[Examples of point labeling]

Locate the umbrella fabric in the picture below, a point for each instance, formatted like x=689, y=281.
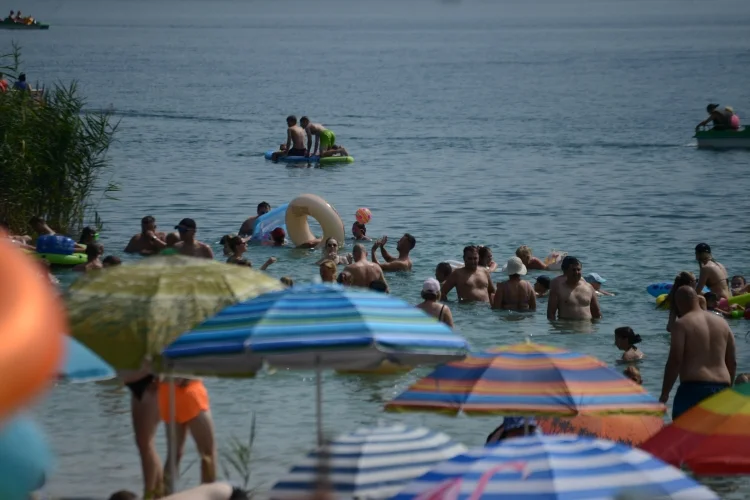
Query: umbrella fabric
x=368, y=463
x=551, y=468
x=627, y=429
x=712, y=438
x=82, y=365
x=317, y=326
x=127, y=312
x=527, y=379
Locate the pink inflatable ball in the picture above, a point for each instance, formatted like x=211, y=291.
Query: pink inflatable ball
x=363, y=215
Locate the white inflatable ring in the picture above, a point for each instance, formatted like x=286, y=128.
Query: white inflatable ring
x=310, y=205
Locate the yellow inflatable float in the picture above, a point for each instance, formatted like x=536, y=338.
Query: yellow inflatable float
x=310, y=205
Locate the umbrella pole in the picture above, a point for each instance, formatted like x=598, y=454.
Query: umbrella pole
x=319, y=400
x=172, y=431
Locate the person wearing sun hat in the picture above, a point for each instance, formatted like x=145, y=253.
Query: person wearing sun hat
x=515, y=294
x=430, y=304
x=596, y=281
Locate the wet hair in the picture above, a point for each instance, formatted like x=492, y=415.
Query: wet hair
x=94, y=250
x=444, y=268
x=86, y=233
x=470, y=249
x=287, y=280
x=123, y=495
x=634, y=374
x=111, y=260
x=412, y=241
x=628, y=333
x=523, y=251
x=570, y=261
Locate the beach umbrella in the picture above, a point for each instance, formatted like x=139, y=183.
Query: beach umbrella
x=554, y=468
x=626, y=429
x=129, y=312
x=374, y=462
x=82, y=365
x=712, y=438
x=527, y=379
x=315, y=327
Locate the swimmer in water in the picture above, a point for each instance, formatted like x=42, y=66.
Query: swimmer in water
x=472, y=283
x=625, y=340
x=485, y=259
x=712, y=274
x=541, y=286
x=295, y=140
x=247, y=227
x=359, y=231
x=324, y=138
x=401, y=263
x=515, y=294
x=596, y=281
x=570, y=296
x=524, y=253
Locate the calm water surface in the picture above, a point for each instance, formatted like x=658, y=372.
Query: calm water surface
x=554, y=124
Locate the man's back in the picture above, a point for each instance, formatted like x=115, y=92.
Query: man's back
x=708, y=341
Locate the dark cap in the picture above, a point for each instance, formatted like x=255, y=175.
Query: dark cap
x=702, y=248
x=544, y=280
x=186, y=224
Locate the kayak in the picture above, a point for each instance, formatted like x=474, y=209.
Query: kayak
x=5, y=25
x=313, y=159
x=724, y=139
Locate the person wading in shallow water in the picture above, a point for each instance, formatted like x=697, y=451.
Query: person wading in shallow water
x=701, y=353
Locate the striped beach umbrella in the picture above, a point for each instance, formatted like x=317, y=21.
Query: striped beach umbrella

To do
Reproduce the part of the listing that begins with the line containing "Locate the person wading" and continues through the end of the listing.

In response
Locate the person wading in shallow water in the picture above, a point for each instance, formatted like x=697, y=451.
Query: person wading in shallow water
x=701, y=353
Locate the striped beach umbrella in the picture above, a point for each instance, formatted like x=317, y=21.
Query: striped beach umbrella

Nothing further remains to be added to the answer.